▸ **What is needed**
Count how many lines in the data hold "waterfall". Only the number.

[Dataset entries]

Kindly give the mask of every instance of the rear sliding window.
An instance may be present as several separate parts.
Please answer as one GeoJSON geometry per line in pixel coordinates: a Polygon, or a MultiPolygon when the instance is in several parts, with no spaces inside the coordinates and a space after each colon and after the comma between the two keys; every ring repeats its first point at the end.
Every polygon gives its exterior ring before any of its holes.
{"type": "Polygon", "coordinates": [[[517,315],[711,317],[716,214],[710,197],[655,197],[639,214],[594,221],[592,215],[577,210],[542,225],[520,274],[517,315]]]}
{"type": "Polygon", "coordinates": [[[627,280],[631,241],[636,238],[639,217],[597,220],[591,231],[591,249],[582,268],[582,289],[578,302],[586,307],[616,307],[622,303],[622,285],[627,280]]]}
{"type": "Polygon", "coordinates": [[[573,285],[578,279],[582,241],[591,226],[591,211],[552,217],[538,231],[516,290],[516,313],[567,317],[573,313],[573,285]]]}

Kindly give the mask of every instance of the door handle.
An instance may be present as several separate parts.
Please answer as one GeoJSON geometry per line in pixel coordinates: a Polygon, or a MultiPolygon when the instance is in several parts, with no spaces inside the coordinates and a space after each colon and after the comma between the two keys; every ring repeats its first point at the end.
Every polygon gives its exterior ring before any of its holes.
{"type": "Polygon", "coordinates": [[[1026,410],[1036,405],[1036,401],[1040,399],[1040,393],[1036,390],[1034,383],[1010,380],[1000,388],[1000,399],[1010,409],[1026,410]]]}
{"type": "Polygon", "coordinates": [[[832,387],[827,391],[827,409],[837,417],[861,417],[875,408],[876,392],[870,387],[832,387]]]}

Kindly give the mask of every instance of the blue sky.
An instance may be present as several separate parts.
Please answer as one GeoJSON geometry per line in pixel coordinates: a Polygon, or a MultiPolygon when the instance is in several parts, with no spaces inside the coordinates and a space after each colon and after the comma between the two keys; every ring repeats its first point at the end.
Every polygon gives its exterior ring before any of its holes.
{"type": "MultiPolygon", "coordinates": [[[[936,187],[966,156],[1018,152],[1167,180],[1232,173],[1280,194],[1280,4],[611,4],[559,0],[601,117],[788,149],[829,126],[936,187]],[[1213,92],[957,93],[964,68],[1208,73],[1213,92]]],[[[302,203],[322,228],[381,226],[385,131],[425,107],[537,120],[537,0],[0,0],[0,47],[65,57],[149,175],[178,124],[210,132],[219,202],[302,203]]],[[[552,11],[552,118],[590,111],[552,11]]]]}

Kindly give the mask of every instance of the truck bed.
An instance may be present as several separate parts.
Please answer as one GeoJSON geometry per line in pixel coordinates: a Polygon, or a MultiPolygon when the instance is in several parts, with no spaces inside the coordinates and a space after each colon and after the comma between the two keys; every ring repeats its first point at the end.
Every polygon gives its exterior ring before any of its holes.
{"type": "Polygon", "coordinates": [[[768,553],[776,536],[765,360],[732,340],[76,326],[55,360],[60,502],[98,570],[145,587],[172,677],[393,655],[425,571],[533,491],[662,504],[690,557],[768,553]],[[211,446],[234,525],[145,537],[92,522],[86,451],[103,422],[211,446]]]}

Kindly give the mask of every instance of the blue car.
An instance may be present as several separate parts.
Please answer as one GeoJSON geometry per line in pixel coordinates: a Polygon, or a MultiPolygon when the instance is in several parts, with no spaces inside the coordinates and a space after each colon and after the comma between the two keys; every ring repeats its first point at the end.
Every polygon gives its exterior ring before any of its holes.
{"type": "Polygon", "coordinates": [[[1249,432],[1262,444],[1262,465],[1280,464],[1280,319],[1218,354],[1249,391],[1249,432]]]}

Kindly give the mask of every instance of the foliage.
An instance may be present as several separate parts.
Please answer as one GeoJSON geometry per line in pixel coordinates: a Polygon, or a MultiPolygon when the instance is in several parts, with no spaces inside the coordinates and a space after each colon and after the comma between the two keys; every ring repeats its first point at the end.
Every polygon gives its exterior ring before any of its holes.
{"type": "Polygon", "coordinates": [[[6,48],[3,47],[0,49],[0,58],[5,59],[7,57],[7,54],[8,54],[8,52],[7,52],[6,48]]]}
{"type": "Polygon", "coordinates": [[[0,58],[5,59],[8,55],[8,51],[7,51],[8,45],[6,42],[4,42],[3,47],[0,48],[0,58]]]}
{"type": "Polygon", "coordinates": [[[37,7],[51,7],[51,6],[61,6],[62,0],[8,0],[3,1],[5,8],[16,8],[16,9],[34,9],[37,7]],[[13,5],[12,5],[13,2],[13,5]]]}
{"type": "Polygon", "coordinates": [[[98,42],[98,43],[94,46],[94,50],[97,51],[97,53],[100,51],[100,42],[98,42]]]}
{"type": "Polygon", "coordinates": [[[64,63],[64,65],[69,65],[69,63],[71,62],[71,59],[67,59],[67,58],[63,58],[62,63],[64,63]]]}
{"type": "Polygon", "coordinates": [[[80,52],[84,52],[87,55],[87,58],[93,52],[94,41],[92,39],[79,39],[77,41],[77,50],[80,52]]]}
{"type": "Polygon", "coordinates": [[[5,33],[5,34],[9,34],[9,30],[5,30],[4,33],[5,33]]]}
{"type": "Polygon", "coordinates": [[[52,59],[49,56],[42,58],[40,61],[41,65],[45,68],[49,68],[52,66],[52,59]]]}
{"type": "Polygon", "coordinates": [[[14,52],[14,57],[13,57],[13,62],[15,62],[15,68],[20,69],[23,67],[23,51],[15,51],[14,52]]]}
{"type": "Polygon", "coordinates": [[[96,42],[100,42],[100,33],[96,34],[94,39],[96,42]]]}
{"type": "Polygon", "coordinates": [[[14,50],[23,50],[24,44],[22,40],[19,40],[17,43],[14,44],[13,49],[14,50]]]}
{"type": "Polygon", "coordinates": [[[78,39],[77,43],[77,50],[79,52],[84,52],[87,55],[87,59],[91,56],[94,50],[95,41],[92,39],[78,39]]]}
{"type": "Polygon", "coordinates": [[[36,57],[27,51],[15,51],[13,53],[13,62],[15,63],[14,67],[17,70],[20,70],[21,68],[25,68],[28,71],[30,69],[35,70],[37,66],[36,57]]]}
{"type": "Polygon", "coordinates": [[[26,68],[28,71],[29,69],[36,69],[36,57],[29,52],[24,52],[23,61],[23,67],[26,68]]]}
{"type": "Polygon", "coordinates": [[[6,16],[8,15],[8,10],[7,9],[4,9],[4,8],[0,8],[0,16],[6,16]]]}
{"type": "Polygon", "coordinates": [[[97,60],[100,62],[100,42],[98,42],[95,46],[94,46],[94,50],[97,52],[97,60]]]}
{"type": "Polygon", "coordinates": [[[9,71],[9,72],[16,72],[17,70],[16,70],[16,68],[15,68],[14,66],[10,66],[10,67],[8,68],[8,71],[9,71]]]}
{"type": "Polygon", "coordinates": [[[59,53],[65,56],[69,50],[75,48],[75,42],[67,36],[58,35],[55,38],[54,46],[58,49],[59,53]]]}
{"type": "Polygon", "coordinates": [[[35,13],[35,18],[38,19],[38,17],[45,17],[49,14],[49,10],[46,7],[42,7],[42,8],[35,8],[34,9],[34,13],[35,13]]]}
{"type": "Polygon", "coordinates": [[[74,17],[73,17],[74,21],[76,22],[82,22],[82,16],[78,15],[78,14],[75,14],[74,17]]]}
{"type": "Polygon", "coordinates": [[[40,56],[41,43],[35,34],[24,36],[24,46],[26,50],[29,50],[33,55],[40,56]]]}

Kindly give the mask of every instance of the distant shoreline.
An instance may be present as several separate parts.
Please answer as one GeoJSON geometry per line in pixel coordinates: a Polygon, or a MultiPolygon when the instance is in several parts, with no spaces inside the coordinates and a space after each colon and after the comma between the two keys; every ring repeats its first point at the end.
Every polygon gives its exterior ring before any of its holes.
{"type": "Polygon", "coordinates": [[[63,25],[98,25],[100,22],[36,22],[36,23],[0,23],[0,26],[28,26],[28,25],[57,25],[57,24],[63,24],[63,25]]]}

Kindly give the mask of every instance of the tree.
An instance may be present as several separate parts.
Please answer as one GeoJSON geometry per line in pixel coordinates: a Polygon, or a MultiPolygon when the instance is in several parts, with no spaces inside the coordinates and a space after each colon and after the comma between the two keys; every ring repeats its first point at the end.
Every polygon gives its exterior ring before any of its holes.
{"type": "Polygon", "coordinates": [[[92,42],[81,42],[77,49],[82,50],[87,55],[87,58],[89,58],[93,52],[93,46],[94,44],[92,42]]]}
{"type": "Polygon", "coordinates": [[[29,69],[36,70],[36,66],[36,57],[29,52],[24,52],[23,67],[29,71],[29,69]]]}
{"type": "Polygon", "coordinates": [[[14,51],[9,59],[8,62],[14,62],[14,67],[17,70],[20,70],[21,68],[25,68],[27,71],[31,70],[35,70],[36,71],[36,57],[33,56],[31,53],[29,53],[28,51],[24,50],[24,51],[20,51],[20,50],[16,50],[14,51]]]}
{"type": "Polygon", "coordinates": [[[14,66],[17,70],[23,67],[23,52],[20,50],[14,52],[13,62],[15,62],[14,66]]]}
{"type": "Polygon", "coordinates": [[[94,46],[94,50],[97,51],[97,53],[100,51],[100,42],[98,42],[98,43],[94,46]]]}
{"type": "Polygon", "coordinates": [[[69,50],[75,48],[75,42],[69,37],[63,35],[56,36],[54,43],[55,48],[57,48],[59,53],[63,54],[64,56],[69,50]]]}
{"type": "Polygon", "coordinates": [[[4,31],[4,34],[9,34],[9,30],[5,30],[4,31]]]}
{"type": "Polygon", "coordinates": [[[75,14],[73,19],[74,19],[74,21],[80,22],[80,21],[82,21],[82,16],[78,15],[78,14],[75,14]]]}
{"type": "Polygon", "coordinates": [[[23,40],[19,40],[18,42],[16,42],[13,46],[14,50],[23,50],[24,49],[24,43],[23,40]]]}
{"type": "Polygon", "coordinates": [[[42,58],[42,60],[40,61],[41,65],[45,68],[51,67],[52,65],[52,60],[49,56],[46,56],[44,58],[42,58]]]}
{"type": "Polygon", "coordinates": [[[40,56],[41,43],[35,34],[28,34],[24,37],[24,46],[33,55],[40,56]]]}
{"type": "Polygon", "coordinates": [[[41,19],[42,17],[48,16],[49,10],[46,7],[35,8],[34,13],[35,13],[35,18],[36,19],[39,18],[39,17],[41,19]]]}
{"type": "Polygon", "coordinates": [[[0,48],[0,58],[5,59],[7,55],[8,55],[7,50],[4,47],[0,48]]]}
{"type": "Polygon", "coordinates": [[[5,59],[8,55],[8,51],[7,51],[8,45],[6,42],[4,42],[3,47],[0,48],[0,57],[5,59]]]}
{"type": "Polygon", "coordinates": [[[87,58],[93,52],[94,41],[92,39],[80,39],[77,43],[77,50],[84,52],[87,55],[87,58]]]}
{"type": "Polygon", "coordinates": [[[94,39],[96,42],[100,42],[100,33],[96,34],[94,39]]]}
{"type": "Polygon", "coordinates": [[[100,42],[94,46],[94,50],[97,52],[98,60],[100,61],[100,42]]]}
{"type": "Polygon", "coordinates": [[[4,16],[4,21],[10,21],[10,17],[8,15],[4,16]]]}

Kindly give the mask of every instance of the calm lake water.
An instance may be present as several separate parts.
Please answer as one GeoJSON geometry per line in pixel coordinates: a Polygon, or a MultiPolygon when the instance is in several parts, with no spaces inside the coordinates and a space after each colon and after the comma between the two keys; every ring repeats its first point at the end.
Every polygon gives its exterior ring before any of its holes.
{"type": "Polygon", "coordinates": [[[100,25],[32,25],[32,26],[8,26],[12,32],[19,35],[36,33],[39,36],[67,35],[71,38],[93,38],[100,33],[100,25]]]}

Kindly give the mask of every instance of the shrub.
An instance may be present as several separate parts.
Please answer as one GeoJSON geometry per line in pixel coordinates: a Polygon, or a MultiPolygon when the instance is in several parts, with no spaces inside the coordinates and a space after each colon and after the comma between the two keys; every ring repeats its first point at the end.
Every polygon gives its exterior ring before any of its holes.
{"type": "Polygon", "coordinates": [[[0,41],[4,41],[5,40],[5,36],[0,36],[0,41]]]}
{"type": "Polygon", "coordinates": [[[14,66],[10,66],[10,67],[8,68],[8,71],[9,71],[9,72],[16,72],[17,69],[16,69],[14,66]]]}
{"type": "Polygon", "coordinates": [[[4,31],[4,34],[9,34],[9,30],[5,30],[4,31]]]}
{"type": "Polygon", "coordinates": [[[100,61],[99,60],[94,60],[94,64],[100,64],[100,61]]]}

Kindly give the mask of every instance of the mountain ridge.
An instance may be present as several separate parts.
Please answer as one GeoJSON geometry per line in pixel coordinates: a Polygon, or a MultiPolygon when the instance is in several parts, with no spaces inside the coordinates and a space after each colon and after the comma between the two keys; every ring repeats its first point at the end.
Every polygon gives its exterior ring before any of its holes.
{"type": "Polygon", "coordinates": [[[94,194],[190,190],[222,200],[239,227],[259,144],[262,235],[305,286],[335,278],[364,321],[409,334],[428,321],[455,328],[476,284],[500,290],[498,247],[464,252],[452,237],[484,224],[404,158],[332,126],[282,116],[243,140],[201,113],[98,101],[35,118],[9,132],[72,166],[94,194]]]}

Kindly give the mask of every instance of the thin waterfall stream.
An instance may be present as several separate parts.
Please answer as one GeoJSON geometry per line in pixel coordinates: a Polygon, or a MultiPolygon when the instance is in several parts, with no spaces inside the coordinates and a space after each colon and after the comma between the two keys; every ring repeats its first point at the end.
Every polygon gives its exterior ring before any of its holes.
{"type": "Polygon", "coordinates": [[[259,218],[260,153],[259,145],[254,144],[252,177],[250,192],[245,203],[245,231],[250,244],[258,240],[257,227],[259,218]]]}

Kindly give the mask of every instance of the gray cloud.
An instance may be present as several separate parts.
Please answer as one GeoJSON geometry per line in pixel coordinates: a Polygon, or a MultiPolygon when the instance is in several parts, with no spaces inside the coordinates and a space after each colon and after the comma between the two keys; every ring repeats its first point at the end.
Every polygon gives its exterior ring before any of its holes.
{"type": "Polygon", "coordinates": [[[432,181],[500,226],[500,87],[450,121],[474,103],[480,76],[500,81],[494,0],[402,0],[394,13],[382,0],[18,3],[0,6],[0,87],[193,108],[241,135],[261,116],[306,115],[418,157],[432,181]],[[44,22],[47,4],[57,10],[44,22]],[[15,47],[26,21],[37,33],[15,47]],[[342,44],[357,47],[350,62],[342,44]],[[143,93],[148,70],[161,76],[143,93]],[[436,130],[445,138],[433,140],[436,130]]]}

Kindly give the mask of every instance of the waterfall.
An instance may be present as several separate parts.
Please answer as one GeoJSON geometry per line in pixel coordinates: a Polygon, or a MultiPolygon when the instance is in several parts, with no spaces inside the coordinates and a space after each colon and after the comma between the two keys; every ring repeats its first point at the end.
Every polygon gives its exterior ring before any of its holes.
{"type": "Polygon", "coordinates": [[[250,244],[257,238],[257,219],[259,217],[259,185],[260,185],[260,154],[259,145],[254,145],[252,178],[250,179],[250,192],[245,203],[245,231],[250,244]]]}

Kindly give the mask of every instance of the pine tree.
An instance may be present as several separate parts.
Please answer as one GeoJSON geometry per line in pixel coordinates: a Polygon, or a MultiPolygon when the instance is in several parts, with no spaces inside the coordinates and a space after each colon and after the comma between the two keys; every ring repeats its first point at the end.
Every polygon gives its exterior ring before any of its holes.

▸ **Worked solution**
2